■ DIRECTIONS FOR THIS TASK
Swap "marker" for "dot" throughout the lines below and write them out again with nothing else changed. Omit the pictures.

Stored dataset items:
◆ ◆ ◆

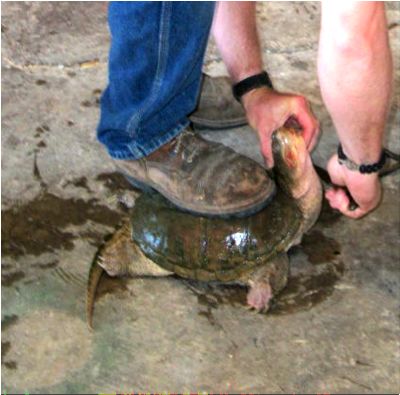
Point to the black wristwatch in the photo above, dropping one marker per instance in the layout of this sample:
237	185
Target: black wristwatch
250	83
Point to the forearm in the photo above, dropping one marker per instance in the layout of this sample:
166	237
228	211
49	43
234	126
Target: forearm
235	32
355	72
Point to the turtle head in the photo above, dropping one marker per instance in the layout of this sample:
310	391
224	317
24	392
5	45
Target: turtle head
290	156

◆ ◆ ◆

■ FINAL RESULT
Point to the black wristwatch in the photo above, dropping one dot per instance in the layout of this sample:
237	185
Target: black wristwatch
250	83
Point to the forearm in the photo above, dropping one dot per instance in the layout of this sample:
166	237
228	211
49	43
234	126
Target: forearm
235	32
355	72
Point to the turtle head in the photo above, dropping one dot per instance in the layout of this sample:
310	391
224	317
24	392
5	45
Target: turtle head
290	156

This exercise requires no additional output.